§ **Work order**
Whenever the word "return" shows up in a line of the data, copy that line.
(Material shown Opens)
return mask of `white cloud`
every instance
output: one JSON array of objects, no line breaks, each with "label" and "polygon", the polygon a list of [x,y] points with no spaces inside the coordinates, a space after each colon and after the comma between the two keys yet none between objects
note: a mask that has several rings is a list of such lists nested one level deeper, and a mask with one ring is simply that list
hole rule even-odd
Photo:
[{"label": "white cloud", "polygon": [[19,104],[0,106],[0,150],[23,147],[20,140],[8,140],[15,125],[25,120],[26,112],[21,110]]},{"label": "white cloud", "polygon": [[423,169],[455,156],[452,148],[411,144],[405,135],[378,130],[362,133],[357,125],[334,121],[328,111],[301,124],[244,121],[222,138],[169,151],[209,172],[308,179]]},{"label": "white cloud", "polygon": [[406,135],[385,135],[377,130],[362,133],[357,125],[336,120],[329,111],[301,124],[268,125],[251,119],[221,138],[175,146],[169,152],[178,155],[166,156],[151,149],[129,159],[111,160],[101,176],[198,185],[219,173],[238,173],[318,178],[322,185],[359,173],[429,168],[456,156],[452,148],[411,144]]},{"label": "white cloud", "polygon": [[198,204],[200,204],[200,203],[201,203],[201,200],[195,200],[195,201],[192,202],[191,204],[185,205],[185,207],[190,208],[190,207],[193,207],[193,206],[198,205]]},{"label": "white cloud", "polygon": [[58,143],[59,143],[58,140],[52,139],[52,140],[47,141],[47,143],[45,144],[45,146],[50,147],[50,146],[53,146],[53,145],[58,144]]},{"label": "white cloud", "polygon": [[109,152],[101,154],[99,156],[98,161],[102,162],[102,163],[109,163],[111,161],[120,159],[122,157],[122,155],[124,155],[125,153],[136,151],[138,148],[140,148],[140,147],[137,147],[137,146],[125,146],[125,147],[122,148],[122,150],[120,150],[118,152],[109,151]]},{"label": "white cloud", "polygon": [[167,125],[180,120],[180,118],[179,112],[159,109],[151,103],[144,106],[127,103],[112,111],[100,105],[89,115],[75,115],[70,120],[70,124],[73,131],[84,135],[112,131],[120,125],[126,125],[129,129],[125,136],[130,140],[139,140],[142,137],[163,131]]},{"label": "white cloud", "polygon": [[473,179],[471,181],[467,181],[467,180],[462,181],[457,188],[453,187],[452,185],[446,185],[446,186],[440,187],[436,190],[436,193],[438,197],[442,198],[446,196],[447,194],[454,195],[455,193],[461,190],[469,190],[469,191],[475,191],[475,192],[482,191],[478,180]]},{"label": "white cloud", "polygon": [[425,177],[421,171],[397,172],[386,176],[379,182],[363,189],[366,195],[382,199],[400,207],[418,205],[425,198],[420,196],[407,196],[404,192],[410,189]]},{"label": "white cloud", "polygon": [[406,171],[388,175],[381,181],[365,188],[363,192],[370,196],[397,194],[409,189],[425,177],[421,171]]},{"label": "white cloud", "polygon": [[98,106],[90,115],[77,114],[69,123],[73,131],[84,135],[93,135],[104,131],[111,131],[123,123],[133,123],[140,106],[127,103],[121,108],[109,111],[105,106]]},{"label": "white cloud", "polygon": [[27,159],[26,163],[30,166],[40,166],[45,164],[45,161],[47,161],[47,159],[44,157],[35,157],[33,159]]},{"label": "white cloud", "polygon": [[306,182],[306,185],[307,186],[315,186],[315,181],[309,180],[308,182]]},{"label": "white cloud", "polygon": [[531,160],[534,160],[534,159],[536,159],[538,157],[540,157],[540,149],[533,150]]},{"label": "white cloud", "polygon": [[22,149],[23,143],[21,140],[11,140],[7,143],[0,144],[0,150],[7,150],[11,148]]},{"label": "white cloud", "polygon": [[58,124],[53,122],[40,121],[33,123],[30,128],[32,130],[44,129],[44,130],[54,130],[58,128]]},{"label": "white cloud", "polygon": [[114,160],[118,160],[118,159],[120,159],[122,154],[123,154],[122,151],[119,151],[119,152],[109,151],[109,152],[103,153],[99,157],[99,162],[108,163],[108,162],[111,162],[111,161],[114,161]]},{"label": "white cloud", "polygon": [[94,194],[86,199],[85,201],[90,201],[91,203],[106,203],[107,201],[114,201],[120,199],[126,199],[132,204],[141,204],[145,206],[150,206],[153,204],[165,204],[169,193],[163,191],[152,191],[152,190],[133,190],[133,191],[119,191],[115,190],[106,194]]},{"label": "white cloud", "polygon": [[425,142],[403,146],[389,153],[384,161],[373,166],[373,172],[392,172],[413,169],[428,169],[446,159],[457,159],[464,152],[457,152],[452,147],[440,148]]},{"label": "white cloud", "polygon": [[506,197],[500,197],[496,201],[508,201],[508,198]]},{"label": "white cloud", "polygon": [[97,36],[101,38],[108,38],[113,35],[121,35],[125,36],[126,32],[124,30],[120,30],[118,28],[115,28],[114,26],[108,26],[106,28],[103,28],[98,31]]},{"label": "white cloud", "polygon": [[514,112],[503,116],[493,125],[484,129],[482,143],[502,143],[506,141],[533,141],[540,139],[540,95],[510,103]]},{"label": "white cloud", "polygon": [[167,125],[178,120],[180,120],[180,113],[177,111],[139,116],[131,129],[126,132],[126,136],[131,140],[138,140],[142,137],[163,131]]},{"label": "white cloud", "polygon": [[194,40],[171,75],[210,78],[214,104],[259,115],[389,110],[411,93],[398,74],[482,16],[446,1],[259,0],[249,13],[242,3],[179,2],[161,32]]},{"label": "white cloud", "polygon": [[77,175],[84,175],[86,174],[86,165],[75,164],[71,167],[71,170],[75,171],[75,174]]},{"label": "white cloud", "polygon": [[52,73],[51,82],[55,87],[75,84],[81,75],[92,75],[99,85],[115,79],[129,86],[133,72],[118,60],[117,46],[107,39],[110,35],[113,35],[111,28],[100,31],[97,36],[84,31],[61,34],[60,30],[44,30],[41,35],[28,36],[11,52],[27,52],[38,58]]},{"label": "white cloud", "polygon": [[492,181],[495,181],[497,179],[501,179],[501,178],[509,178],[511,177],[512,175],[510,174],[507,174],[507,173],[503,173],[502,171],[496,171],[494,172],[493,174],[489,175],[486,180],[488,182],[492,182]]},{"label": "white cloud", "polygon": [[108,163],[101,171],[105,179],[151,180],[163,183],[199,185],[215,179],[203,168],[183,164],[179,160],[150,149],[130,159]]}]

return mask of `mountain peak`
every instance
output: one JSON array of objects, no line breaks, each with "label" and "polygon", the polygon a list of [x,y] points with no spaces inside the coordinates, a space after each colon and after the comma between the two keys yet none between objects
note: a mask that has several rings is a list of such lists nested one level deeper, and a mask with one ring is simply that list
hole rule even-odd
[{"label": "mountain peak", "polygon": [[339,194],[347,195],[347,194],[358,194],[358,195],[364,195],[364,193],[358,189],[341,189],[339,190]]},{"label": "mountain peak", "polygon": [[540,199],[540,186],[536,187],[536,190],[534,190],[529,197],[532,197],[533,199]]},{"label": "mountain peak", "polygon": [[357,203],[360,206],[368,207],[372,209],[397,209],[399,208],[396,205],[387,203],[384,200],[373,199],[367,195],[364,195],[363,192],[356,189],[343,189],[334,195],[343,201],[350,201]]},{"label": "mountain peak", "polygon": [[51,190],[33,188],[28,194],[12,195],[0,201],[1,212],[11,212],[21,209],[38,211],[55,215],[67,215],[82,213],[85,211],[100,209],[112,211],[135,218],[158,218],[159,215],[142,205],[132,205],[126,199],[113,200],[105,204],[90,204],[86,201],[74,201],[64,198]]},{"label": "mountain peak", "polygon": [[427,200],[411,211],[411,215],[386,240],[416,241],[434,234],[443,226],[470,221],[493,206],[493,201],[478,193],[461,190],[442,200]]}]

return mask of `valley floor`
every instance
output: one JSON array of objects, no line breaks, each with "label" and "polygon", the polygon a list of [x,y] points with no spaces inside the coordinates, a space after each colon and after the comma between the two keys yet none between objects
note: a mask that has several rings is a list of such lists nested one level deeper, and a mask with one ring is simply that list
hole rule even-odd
(Material shown Closes)
§ **The answer**
return mask of `white cloud`
return mask of `mountain peak`
return mask of `valley floor`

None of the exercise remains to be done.